* **BRIEF 1**: In the passage on Federal Court immigration cases, on what date did Ms. Zhang start her English as a Second Language program?
* **BRIEF 2**: Extend the discussion of Federal Court immigration cases below, picking up after its final sentence.

* **PASSAGE**:
— BEGIN —
First, using three recent cases as examples we discussed how Immigration, Refugees and Citizenship Canada officers view themselves. Do they see themselves as administering the Immigration and Refugee Protection Act or as administering Canadian immigration programs.  Three recent cases from the Federal Court were used to guide our discussion.

The first was Zhang v. Canada (Citizenship and Immigration), 2016 FC 964, where the Federal Court determined that a visa officer was correct when it determined that a person  had engaged in unauthorized study in Canada while in Canada as a visitor.  Ms. Zhang had arrived in Canada on a visitor’s visa on August 23, 2014, which was valid until February 23, 2015. On January 16, 2015, she applied for, and was eventually granted an extension of that visa, until August 30, 2015. On January 5, 2015, she began a 14-week English as a Second Language [ESL] program.  The Officer determined that the study was unauthorized because Ms. Zhang did not complete the studies within the initial period authorized by her stay.  When Ms. Zhang argued that this was unfair because the IRCC said that she could study, Justice Bell said:

I cannot accept Ms. Zhang’s contention regarding the interpretation of paragraph 188(1)(c) of the Immigration and Refugee Protection Regulations (the “IRPR”). Indeed, the Officer’s conclusions cannot be based upon information found on websites. He or she is required to interpret the Act and the IRPR.
— END —
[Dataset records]
— BEGIN —
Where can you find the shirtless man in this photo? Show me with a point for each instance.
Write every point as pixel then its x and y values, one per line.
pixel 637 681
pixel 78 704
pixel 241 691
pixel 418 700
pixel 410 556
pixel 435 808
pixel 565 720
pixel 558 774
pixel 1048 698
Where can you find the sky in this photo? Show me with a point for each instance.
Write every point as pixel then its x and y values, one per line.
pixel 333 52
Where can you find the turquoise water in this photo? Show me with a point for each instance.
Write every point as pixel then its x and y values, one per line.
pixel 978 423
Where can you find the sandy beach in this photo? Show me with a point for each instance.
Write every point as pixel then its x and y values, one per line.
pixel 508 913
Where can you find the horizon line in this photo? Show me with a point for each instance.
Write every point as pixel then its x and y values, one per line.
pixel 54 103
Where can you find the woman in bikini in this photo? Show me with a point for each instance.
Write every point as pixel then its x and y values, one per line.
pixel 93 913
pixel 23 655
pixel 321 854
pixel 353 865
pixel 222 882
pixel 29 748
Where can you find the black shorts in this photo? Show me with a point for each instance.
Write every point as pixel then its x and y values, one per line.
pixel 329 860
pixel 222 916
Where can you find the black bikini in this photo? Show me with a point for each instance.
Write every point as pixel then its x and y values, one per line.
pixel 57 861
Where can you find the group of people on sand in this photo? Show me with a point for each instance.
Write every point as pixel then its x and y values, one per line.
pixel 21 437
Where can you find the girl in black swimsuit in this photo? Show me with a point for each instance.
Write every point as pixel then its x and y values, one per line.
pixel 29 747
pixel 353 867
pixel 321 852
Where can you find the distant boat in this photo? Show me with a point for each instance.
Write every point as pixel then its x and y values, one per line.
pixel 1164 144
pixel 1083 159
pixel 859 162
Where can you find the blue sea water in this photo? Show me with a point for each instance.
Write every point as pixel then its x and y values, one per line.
— END —
* **EXPECTED OUTPUT 1**: January 5, 2015.

* **EXPECTED OUTPUT 2**:
The second case was Zhang v. Canada (Citizenship and Immigration), 2016 FC 1057 .  There, the Federal Court found that it was for immigration officers, and not post-secondary institutions, to determine what constituted full-time studies for the purpose of eligibility to the Post-Graduate Work Permit Program. Once again, this seemed to contradict information that was on the IRCC website, and once again the Federal Court found that it was reasonable.

The third case was Nookala v. Canada (Citizenship and Immigration), 2016 FC 1019. Once again, the Federal Court determined that it was reasonable for an officer to determine that it was not possible for an applicant to restore his status from student to post-graduate work permit holder, despite language on the IRCC website that indicated the contrary.  When confronted with the inconsistency between the officer’s decision and the website, Madam Justice Mactavish noted that:

After these reasons had been completed, but before they were signed, the applicant provided the Court with a portion of a guideline published on a Departmental website. The operative position of the guideline states that “the phrase ‘initial requirements for their stay’ should not be read too literally when it is being applied in the context of a restoration application”. The guideline goes on to state that “the preferred interpretation in this context would be that the person seeking restoration must meet the requirements of the class under which they are currently applying to be restored as a temporary resident”.

According to Mr. Nookala, this means that an individual who has previously held a study permit can have their status “restored” to a work permit, including a Post‑Graduation Work Permit.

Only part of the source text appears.